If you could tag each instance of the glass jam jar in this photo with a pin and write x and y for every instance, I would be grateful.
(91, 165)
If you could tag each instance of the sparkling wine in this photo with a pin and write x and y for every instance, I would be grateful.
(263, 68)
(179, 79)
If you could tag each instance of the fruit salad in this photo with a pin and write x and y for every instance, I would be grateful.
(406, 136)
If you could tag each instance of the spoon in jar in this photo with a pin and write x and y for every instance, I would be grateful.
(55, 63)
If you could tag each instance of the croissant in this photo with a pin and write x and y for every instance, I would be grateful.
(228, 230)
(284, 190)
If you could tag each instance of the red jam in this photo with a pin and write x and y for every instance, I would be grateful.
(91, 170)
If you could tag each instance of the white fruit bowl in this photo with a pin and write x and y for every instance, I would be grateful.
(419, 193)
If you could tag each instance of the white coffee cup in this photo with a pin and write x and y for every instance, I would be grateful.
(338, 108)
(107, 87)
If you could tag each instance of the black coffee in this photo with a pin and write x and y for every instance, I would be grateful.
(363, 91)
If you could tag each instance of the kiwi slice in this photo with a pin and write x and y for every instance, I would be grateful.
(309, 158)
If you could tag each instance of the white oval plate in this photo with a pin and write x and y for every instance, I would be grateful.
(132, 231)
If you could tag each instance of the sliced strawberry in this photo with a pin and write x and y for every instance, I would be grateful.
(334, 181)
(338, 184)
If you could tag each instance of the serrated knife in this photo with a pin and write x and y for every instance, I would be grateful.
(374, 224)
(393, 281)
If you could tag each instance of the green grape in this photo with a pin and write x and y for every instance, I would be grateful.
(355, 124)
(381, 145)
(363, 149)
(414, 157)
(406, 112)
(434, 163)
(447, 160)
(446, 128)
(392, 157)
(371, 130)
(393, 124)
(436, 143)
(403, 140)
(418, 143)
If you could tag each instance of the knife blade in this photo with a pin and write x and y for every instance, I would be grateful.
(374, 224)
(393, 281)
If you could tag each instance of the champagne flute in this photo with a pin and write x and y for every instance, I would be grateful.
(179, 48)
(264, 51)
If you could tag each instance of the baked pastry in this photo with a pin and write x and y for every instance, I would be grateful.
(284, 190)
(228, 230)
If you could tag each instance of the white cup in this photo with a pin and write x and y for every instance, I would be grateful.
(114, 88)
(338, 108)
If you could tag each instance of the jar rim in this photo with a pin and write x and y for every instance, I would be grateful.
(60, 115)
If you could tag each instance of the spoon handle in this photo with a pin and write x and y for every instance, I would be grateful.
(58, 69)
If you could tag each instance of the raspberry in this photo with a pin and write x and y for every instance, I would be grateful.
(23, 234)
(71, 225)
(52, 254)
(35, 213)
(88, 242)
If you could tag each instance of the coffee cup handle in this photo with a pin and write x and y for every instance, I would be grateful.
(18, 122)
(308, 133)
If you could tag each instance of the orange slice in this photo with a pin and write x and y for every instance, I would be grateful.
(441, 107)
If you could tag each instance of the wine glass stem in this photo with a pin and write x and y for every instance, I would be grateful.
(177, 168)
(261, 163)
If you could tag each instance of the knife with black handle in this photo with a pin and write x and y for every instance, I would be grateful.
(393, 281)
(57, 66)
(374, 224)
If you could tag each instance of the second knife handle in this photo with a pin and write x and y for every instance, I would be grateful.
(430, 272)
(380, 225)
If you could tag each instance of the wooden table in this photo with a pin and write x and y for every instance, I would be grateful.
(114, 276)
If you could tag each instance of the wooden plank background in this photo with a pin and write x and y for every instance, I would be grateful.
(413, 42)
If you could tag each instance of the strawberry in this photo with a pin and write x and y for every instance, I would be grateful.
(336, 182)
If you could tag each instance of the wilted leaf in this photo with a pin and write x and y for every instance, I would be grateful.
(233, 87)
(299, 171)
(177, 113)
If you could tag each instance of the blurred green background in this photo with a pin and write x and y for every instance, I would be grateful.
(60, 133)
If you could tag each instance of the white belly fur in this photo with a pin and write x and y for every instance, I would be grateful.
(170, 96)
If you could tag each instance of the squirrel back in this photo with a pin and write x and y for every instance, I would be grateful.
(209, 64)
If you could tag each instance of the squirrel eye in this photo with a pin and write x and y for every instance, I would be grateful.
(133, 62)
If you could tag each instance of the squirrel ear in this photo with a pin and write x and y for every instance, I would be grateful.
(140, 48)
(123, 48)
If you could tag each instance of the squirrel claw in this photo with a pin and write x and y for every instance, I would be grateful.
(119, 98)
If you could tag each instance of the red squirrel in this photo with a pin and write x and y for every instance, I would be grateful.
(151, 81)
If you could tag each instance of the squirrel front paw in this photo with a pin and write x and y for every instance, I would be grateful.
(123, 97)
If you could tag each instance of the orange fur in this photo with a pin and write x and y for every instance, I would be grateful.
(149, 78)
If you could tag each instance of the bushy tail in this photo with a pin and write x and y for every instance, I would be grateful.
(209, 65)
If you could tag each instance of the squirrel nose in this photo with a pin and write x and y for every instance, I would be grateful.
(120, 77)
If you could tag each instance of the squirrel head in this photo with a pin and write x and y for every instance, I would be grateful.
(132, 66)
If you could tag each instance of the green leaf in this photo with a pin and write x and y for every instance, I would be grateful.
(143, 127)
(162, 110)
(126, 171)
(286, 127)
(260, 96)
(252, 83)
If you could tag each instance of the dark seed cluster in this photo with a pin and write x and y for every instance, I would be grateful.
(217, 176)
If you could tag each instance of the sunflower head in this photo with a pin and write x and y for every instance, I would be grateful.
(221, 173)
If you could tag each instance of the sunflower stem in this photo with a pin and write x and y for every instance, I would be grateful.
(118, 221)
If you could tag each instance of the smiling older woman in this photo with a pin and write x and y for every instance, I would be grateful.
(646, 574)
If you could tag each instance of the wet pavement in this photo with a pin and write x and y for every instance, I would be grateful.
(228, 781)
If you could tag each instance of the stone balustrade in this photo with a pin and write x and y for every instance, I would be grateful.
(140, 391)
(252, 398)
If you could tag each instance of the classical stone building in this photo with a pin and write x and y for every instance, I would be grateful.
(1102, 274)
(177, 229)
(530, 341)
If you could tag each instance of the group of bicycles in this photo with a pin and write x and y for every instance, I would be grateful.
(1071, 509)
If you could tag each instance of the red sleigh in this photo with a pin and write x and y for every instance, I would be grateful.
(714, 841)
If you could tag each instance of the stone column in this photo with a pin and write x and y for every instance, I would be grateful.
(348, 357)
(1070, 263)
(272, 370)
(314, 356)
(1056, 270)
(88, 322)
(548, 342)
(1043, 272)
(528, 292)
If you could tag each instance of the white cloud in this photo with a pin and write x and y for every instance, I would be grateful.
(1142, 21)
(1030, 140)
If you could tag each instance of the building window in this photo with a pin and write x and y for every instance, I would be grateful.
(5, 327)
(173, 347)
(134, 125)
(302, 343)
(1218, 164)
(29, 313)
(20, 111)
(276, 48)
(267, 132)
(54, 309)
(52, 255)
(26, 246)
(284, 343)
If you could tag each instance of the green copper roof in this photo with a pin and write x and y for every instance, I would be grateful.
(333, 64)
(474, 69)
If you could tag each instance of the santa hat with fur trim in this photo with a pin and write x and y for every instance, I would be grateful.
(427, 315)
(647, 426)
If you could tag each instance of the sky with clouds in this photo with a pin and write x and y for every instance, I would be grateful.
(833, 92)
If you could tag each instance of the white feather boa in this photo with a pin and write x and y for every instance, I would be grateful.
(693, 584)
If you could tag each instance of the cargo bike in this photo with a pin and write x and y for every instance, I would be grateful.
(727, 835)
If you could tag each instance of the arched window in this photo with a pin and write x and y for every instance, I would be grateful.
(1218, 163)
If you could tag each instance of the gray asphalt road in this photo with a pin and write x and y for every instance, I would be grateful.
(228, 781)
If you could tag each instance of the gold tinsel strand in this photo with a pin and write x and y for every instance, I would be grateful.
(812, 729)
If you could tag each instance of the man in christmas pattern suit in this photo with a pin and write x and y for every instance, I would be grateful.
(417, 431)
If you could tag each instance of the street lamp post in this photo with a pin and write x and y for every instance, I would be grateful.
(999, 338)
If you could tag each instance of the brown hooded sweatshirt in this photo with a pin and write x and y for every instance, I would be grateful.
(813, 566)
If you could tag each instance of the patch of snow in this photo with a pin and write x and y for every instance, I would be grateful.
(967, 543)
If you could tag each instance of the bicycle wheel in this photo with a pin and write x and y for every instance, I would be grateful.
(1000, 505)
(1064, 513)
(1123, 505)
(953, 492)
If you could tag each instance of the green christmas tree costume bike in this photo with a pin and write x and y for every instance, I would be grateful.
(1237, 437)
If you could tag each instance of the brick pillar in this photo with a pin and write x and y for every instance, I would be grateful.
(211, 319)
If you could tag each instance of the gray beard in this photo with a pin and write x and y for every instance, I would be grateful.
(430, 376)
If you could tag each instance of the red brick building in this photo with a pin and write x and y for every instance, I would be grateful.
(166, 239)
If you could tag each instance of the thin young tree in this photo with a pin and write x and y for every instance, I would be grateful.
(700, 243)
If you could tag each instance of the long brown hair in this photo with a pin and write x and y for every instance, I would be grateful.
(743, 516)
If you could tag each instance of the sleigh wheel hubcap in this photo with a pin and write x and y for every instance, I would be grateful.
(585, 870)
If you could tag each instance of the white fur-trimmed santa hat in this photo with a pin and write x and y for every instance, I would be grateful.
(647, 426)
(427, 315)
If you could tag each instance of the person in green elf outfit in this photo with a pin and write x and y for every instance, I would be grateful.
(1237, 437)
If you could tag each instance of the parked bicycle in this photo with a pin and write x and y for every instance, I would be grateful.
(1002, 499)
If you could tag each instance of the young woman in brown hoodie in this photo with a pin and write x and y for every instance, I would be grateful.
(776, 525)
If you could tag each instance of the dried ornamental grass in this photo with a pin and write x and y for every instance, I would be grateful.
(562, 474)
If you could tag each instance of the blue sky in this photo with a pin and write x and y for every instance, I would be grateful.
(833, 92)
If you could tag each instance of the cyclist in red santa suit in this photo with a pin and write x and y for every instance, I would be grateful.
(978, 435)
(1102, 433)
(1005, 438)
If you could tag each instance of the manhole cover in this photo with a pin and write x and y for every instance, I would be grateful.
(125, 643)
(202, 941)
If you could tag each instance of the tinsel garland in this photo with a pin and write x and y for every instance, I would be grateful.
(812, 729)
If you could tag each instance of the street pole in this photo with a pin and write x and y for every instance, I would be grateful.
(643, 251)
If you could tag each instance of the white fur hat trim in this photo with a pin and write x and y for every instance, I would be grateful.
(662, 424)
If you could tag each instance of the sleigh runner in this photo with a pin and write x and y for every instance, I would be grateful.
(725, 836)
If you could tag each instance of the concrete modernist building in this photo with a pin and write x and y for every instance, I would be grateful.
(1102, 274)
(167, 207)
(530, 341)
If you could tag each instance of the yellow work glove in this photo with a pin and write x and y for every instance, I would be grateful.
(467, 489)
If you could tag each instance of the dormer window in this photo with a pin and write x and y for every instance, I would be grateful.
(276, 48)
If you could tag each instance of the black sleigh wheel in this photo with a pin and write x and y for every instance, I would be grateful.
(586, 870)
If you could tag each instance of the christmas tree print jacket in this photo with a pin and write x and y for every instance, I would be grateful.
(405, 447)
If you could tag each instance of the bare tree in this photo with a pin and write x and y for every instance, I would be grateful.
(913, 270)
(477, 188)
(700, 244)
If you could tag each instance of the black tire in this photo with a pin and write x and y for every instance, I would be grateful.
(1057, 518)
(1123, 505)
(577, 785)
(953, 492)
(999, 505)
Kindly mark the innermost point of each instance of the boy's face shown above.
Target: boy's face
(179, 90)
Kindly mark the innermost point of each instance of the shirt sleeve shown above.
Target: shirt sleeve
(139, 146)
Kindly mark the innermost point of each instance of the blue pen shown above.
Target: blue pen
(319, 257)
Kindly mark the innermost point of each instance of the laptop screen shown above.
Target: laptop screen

PROBLEM DESCRIPTION
The response should be the lines from the one containing "Target: boy's face" through the last line of the data, set down exactly and with no other line.

EXERCISE RESULT
Target: boy's face
(179, 90)
Kindly mark the innermost point of each instance of the shirt sleeve shown above.
Target: shirt sleeve
(139, 146)
Kindly mark the innermost point of each instance of the blue pen shown above.
Target: blue pen
(319, 257)
Kindly mark the innermost point of each instance of the laptop screen shown above.
Target: laptop screen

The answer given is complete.